Image-grounded pointing data:
*** Block opens ***
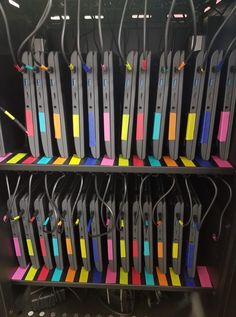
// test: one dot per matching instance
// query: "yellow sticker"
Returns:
(122, 249)
(31, 274)
(83, 276)
(187, 162)
(125, 127)
(30, 247)
(83, 249)
(76, 126)
(190, 127)
(174, 278)
(75, 160)
(124, 277)
(123, 161)
(175, 250)
(15, 159)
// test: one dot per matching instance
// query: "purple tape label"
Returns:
(224, 125)
(110, 249)
(17, 246)
(106, 125)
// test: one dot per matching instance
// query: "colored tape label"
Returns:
(156, 127)
(57, 125)
(76, 125)
(190, 127)
(42, 122)
(125, 127)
*** Block closes ***
PROBLEM REQUIREMENTS:
Search the entries for "query" and copy out each line that has it.

WRITTEN ANSWER:
// query: "yellow sticker"
// query: "purple tape label"
// query: "colored tape label"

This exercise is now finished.